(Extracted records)
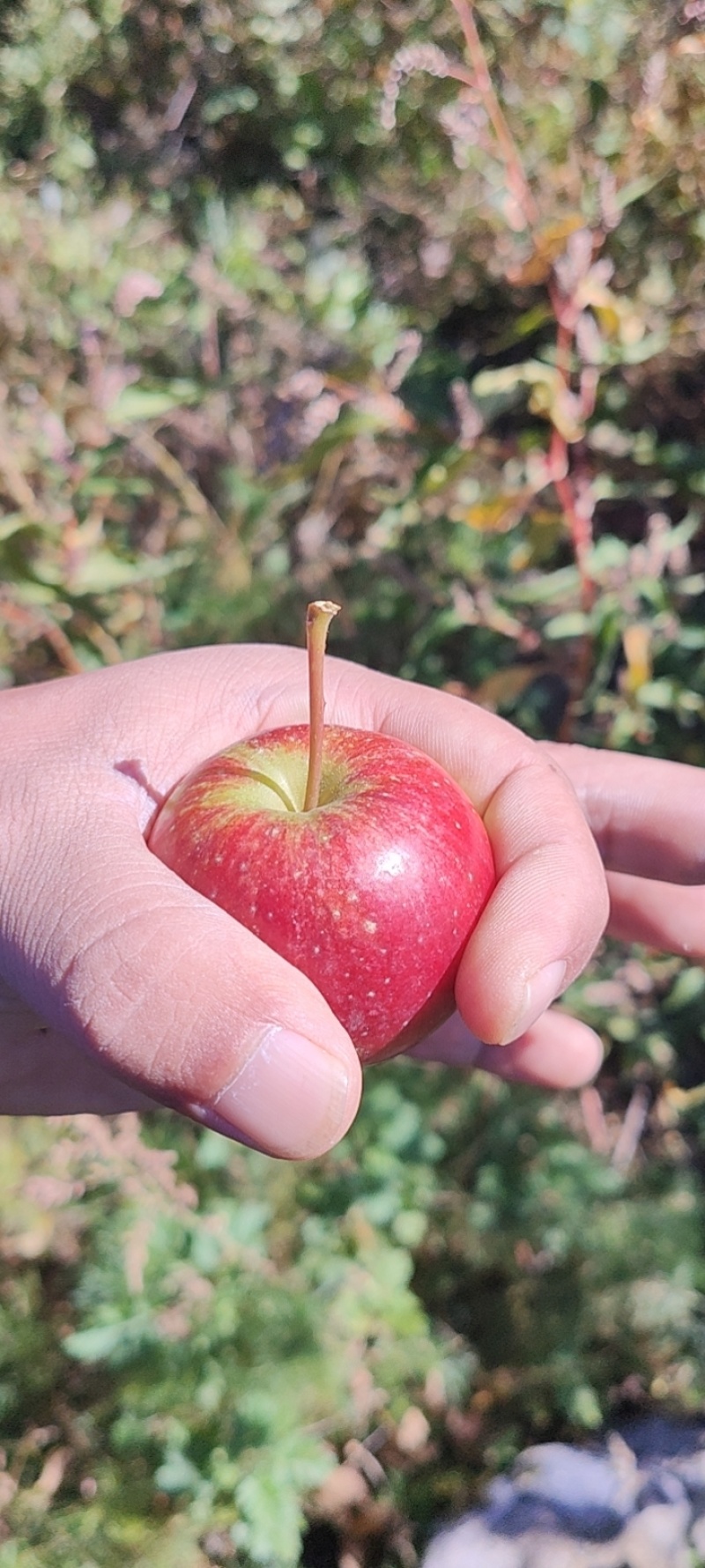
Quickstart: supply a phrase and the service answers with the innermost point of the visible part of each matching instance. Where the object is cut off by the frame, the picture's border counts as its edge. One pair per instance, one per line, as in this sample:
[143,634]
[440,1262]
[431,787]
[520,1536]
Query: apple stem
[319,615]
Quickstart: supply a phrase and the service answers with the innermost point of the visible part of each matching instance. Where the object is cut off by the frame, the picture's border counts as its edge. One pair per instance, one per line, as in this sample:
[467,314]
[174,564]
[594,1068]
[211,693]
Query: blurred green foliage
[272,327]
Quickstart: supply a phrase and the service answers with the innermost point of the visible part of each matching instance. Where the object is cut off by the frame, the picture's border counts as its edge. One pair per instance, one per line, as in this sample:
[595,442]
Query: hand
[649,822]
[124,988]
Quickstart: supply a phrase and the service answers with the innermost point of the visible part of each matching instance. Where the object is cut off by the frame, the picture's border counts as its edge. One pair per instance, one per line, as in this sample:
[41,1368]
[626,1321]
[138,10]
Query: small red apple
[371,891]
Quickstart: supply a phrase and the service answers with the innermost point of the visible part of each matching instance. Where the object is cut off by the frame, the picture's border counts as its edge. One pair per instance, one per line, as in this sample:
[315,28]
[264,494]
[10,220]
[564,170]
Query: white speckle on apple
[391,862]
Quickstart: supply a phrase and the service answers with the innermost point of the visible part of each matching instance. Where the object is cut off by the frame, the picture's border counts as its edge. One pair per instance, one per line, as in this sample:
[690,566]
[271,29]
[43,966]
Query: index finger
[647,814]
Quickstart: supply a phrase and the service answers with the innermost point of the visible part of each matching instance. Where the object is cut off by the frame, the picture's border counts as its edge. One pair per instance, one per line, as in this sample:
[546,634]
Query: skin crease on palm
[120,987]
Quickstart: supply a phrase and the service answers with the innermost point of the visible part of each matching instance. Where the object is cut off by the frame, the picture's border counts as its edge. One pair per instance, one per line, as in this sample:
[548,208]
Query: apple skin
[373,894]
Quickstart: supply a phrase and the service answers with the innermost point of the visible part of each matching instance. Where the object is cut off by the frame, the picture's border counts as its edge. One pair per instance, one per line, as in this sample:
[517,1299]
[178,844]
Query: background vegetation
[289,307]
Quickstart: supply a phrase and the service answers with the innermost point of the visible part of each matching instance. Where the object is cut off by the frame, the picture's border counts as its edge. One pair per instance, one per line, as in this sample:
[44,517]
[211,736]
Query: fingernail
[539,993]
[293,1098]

◆ **WHAT YOU NEED TO DO**: Each entry above is to be written out again unchanged, apart from the pictures, which are left out.

◆ **EXERCISE RESULT**:
Quickstart: supply a phrase and the service answers with the innermost point of the visible part of each matching instance. Where the object is cut off by the frame, the picture's border counts as its edge. One pair per instance, one per line, as in this sample:
[143,634]
[440,1262]
[431,787]
[520,1536]
Query: apple stem
[319,615]
Quickstart: supply a phrase and the service answers with the innermost point of the visible part of each matching instance. Where the object is cut off by the frame, the picture's border counts as its edge. One pair per instance, one per line, as in this sample:
[467,314]
[174,564]
[594,1068]
[211,693]
Query: blurred green foliage
[272,327]
Quickstart: supply a phrase and the service answers with the innermost point of the visible part of each matching instance. Where the object is cut off by the frame, the picture's border counts as its edge. One pair per instance, one per line, as in this sample:
[595,442]
Query: hand
[649,822]
[124,988]
Quickstart: supply a phrase and the service answers with the innermost point of the visible part of each matching instance. Where the object is cut off by the frame, the picture's border counts as its edge. One pair per instance, one per line, as in this sample:
[41,1368]
[626,1321]
[138,10]
Query: small red apple
[371,891]
Quickstart: supply a phrase and the service answers with the innermost point of the visible part of each matching instance. Where the object is cut off by the frame, the picture's border counts as its edge. One pair per instance, one per line, as in this sample:
[315,28]
[264,494]
[10,220]
[564,170]
Query: white speckle on apple
[391,862]
Quickstart: supply a phrase and the service answers with the innermost point of the visible part of each matching instance. Where the object is cut off by the frame, the picture's border counts as its edge. One pair per instance, one per line, as in this sample:
[690,566]
[271,29]
[43,966]
Query: index finger
[647,814]
Quickstart: supply a phrase and the service answers with the innermost point of the visible part of each matching instance. Where the object is cut off by the frame, the picture's border counts as its edge. One pair per instance, one per line, as in this sample:
[546,634]
Query: skin crease on palm
[120,987]
Quickstart: supply a phrase and the service answers with the innermost point of the visible part of each matching instance. Where the object is cut off by the frame, the picture's border counts as its edge. One pair per instance, one per line, as in this sample:
[548,208]
Query: apple skin
[373,894]
Quickstart: supply a phrase and the service answers with the innermost point of the visible part of each matching instance. Where the object is cut off by the frame, the picture's border counts as its edge. One pair per instance, one per line, as in this sample:
[517,1299]
[178,844]
Query: background vegetation
[289,307]
Quickstart: supply a phrase and the service answers with the innermost point of the visible part of each matching instance. Where the object is cut off by the frame, the picture's border counts as its edge. One pair per instance, one per line, as in this sample:
[44,517]
[211,736]
Query: fingernail
[539,993]
[293,1098]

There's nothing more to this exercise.